- What you will do -
Each line from the one containing "Please mark the withered" through the end of the records below must be repeated exactly, and no other line.

--- Provided records ---

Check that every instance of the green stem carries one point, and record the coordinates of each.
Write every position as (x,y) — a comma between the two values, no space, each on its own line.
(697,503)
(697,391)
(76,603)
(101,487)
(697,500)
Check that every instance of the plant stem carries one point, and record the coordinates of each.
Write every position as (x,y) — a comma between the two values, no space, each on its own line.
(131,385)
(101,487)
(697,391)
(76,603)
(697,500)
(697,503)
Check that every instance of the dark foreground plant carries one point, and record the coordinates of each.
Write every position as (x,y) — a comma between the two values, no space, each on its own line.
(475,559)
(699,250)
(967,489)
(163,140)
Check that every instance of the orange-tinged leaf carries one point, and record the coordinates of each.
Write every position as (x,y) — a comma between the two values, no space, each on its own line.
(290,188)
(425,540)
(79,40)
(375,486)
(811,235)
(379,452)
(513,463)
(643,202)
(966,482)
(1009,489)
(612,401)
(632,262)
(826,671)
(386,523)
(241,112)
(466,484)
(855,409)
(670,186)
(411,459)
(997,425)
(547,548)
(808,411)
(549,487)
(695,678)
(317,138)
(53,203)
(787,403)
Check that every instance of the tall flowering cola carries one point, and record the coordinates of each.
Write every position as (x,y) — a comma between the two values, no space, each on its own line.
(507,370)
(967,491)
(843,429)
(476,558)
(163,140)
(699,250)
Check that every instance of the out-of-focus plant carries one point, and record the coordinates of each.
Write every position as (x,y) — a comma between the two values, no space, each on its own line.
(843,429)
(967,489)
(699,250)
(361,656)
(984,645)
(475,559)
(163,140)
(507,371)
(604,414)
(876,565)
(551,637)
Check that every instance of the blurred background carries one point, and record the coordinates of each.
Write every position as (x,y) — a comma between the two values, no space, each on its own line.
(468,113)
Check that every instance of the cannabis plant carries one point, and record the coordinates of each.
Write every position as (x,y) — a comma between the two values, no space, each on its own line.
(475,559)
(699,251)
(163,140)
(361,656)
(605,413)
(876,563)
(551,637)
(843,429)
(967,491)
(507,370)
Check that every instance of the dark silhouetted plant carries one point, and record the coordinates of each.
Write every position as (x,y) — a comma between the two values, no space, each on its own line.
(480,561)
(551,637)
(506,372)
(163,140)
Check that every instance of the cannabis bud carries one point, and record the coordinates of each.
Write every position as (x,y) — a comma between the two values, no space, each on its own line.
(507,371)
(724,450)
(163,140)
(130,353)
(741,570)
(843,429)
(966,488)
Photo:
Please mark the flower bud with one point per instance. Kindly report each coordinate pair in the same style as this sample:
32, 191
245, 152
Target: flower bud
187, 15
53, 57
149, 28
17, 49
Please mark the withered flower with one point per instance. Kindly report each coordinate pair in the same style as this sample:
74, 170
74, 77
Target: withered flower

---

- Answer area -
Please mark the withered flower with one point per instance. Kindly report each coordinate pair in the same style as this sample:
74, 170
74, 77
Target: withered flower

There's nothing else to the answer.